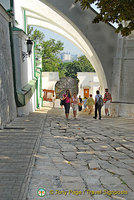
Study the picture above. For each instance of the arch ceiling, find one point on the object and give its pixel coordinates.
(47, 16)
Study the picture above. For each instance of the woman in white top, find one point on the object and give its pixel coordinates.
(75, 102)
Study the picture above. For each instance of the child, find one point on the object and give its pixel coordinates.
(90, 103)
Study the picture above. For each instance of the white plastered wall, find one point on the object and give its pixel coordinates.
(39, 14)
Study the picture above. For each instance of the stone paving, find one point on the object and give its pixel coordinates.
(18, 145)
(84, 159)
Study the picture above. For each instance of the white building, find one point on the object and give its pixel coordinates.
(88, 83)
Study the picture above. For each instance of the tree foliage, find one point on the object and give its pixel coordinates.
(50, 62)
(82, 65)
(49, 50)
(114, 11)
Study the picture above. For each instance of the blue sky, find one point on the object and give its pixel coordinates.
(68, 46)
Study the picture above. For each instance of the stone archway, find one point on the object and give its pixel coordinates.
(68, 20)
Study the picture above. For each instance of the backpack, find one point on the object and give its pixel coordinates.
(100, 101)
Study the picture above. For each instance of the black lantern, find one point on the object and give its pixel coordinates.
(29, 49)
(29, 46)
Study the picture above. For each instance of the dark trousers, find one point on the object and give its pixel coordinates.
(97, 108)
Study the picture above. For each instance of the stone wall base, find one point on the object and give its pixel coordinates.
(122, 110)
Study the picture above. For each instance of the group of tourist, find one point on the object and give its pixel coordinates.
(67, 100)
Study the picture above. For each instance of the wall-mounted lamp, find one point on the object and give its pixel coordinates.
(29, 49)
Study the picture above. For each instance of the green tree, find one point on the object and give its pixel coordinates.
(85, 64)
(50, 49)
(82, 65)
(118, 11)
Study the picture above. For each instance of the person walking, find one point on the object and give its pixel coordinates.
(85, 103)
(75, 102)
(53, 100)
(98, 104)
(67, 98)
(90, 103)
(107, 100)
(80, 104)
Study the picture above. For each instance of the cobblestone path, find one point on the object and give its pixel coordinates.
(84, 159)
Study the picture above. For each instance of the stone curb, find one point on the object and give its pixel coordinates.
(26, 182)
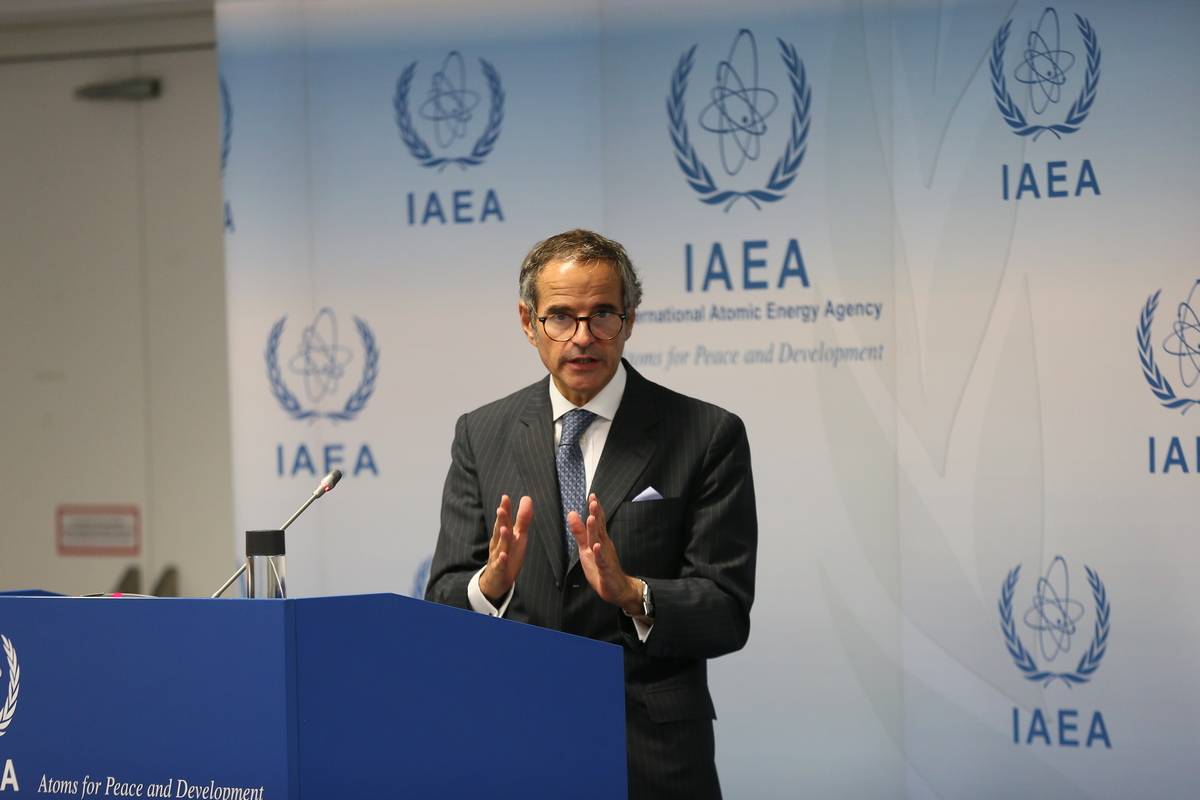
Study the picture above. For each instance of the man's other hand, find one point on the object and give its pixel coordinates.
(598, 557)
(505, 551)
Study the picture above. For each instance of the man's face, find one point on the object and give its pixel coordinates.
(583, 365)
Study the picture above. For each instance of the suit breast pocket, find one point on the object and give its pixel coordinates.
(648, 536)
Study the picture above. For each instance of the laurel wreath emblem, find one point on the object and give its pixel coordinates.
(417, 145)
(354, 403)
(784, 173)
(1155, 377)
(1008, 108)
(10, 704)
(1024, 660)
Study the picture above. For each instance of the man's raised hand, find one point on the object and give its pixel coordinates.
(598, 557)
(505, 551)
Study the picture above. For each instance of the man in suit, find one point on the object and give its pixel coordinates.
(636, 517)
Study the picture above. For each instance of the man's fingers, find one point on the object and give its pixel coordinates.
(525, 513)
(502, 516)
(575, 524)
(597, 511)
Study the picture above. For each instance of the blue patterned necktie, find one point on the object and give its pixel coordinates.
(573, 482)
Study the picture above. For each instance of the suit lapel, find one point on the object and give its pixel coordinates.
(534, 453)
(629, 446)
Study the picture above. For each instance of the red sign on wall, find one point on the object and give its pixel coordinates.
(97, 530)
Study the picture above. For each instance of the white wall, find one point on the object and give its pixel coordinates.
(112, 300)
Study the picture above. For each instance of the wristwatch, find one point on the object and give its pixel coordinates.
(647, 600)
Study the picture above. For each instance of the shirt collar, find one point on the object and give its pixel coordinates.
(604, 404)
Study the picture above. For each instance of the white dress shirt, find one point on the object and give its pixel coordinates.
(592, 441)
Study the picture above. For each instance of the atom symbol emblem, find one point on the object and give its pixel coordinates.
(1044, 66)
(319, 359)
(1185, 340)
(738, 110)
(449, 103)
(1054, 613)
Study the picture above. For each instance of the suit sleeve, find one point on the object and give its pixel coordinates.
(462, 541)
(706, 611)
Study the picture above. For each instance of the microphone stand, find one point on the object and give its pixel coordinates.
(327, 485)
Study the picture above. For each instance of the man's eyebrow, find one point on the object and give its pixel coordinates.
(570, 312)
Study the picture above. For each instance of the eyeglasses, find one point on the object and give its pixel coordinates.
(604, 325)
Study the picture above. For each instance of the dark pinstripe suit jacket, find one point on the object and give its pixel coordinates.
(695, 547)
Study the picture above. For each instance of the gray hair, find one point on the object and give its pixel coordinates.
(583, 247)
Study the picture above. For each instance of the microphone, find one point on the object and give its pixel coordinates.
(323, 488)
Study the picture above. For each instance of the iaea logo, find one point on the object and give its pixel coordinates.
(449, 109)
(1182, 346)
(737, 118)
(322, 362)
(1044, 70)
(1053, 617)
(10, 704)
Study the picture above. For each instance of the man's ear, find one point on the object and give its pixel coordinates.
(528, 324)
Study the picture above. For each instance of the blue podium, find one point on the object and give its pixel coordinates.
(373, 696)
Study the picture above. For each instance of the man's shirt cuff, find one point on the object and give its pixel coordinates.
(480, 602)
(642, 625)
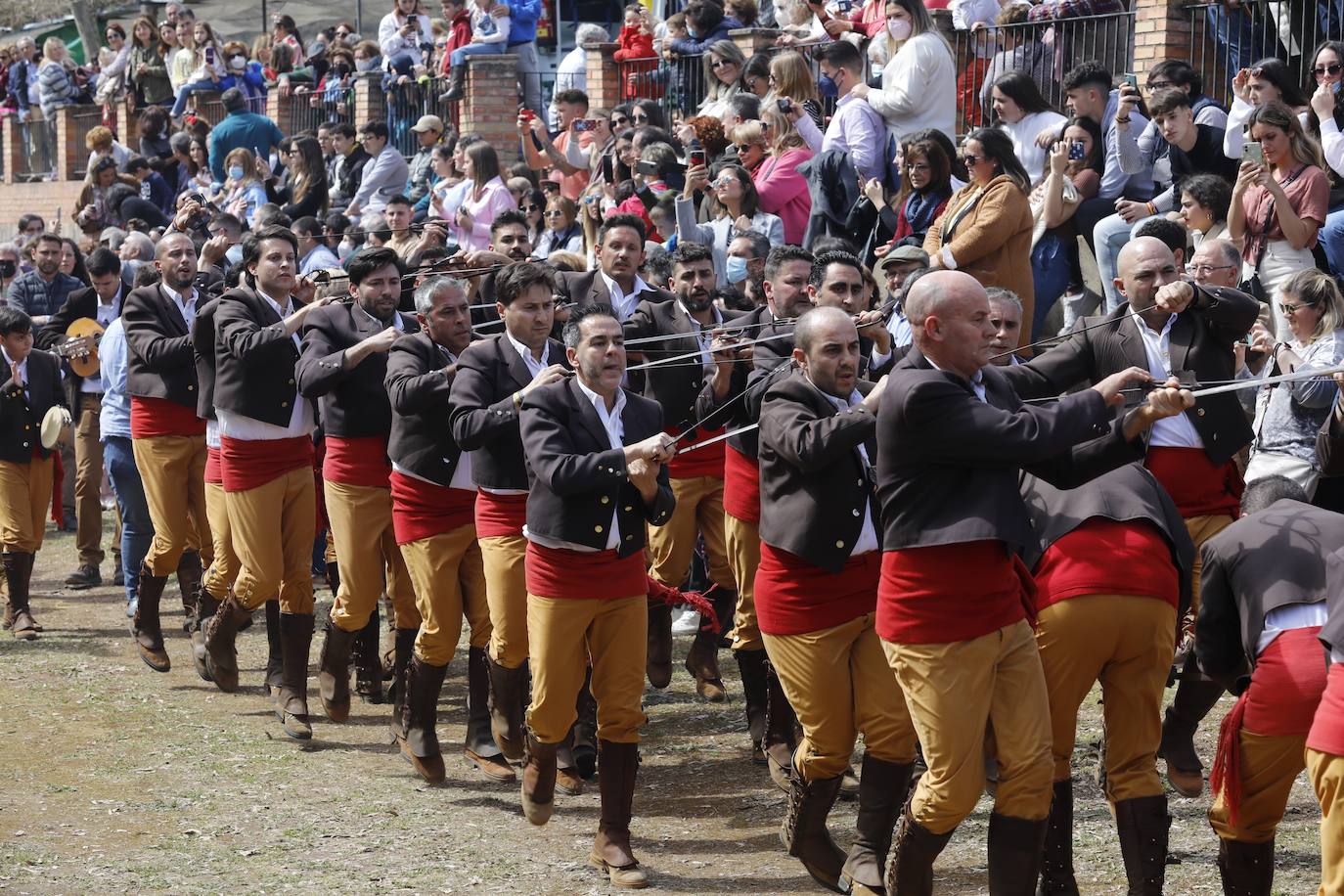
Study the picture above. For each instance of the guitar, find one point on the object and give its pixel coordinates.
(82, 360)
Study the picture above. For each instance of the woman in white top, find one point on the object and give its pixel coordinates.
(919, 82)
(736, 208)
(1023, 113)
(1289, 416)
(1264, 81)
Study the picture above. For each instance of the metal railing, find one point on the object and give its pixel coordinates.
(1046, 50)
(1224, 40)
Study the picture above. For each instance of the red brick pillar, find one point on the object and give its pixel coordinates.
(604, 75)
(1161, 31)
(489, 108)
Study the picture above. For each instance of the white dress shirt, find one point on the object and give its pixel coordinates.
(1174, 431)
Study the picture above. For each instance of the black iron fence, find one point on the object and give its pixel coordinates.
(1225, 40)
(1046, 50)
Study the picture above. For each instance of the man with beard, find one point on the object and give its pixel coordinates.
(493, 378)
(687, 389)
(343, 363)
(596, 454)
(816, 594)
(433, 518)
(266, 460)
(168, 438)
(769, 715)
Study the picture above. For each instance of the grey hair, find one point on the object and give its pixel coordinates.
(426, 291)
(1000, 294)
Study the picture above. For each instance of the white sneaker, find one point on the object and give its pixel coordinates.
(687, 622)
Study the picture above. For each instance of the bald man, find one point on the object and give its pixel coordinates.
(167, 437)
(1170, 327)
(955, 600)
(816, 594)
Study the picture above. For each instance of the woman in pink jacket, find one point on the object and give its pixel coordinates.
(485, 198)
(781, 190)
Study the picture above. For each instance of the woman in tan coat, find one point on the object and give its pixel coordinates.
(985, 229)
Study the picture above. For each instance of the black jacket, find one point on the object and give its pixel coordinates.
(484, 421)
(354, 402)
(1257, 564)
(813, 484)
(577, 477)
(948, 464)
(1125, 495)
(1200, 341)
(255, 359)
(420, 392)
(21, 416)
(160, 360)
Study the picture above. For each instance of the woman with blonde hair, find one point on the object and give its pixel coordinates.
(790, 78)
(780, 188)
(1287, 416)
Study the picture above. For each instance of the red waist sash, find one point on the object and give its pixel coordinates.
(796, 597)
(424, 510)
(558, 572)
(499, 515)
(247, 464)
(740, 485)
(1195, 484)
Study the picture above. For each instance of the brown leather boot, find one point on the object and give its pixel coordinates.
(147, 629)
(1056, 861)
(189, 586)
(509, 694)
(334, 672)
(1247, 870)
(421, 715)
(480, 747)
(910, 861)
(295, 640)
(18, 568)
(882, 792)
(780, 731)
(1143, 825)
(657, 665)
(804, 830)
(538, 784)
(221, 633)
(403, 647)
(274, 650)
(617, 769)
(1015, 846)
(755, 694)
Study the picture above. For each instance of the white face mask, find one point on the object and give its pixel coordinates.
(898, 28)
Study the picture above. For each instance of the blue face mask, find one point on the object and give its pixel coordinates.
(737, 269)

■ ■ ■ ■ ■ ■ ■

* [Requirement] Nothing outside the span should appear: transcribe the lines from the one containing "Study the picture above. For each instance of the woman with" through the last line of the records.

* [Solution to this exercise]
Study the picture above. For each instance of the woman with blonde hair, find one point on the object and give its pixel coordinates.
(790, 78)
(780, 188)
(1287, 416)
Study the picture above. For each instance of the red waist sash, find one point on the object and give its pixel coordinates.
(796, 597)
(424, 510)
(558, 572)
(499, 515)
(247, 464)
(740, 485)
(1195, 484)
Study the picture above. For each instance of the brown leather boot, find one point on the object and give its pixel coordinates.
(147, 629)
(1056, 861)
(189, 586)
(509, 694)
(334, 672)
(1247, 870)
(421, 715)
(480, 747)
(910, 861)
(295, 640)
(18, 568)
(882, 792)
(780, 731)
(1143, 825)
(657, 665)
(804, 830)
(538, 784)
(221, 633)
(403, 647)
(274, 650)
(617, 769)
(1015, 846)
(755, 694)
Study the picture above. For each instance of the white face mask, find one point on the object and give its pixel coordinates.
(898, 28)
Study the picture above. For each instance of the blue face mask, find one point on the object and give its pixel coordinates.
(737, 269)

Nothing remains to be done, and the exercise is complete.